Entries from a pointing dataset:
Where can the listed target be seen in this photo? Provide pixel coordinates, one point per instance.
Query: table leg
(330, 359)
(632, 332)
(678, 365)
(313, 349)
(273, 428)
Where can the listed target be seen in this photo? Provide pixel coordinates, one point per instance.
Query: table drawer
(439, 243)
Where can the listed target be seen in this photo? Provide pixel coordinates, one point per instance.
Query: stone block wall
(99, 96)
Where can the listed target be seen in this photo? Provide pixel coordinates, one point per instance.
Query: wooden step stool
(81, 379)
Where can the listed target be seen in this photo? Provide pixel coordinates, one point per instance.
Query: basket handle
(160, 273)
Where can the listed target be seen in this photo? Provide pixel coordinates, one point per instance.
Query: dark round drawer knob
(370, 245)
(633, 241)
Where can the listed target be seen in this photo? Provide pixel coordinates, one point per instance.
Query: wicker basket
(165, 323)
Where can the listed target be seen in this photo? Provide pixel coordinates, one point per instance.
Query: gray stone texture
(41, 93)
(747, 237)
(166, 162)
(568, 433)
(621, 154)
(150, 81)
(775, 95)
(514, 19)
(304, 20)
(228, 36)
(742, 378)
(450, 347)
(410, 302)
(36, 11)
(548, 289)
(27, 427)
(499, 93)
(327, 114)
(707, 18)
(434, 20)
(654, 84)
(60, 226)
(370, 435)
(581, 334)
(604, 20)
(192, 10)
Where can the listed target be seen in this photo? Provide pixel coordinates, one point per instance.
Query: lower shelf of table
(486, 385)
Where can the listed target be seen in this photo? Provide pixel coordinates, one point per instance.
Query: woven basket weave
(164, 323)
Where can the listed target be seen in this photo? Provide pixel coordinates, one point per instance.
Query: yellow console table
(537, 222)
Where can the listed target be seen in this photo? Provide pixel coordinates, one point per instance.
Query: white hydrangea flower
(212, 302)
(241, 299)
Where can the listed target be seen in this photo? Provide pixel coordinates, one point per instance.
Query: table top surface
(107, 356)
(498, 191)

* **TO DO**
Retype the whole listing, matching it exactly.

* **EXERCISE RESULT**
Where can the listed target be seen in this photo? Provide pixel coordinates, one point per instance.
Query: table leg
(330, 359)
(632, 332)
(678, 365)
(313, 349)
(273, 428)
Where can the listed target be seen in this photo? Provide pixel coordinates, one point per instance.
Query: table drawer
(439, 243)
Where can the listed target be seen in this photo? Provide pixel coordinates, one point per instance.
Query: stone block wall
(99, 96)
Where can the listed target be seen in this photo? Provide pixel coordinates, one point per instance.
Query: wooden step stool
(81, 379)
Where can the listed target be seen in this photo? Provide pixel coordinates, one point per instance.
Query: basket handle
(160, 273)
Where can the listed target be seen in this photo? Provide pixel coordinates, one point per instance.
Query: dark round drawer knob
(370, 245)
(633, 241)
Where can the listed target be seen in this photo? Provide pixel coordinates, one point per instance.
Query: wicker basket
(165, 323)
Where can the listed target be seen in this photo? Provide pixel coordinates, one point per instance.
Query: gray stone texture
(41, 93)
(747, 237)
(166, 162)
(568, 433)
(621, 154)
(150, 81)
(775, 95)
(514, 19)
(304, 20)
(228, 36)
(742, 378)
(450, 347)
(410, 302)
(36, 11)
(548, 289)
(27, 427)
(499, 93)
(327, 114)
(707, 18)
(434, 20)
(654, 84)
(60, 226)
(370, 435)
(581, 334)
(604, 20)
(192, 10)
Where can the listed target be seen in this photo? Provide pixel coordinates, one point per instance.
Query: lower shelf of table
(486, 385)
Where can the listed target be seen in this photo? Provide pixel coordinates, one point per instance.
Query: woven basket weave
(164, 323)
Where can the listed target be seen in this photo? Provide pixel coordinates, one point per instance.
Query: yellow console table
(537, 222)
Where can the listed target be seen in this photo? Provide pixel coordinates, one point per instance.
Query: white hydrangea flower
(212, 302)
(241, 299)
Where can the listed target be seen in this photo? Provide pixel coordinates, one point per instance.
Query: table top surface
(107, 356)
(498, 191)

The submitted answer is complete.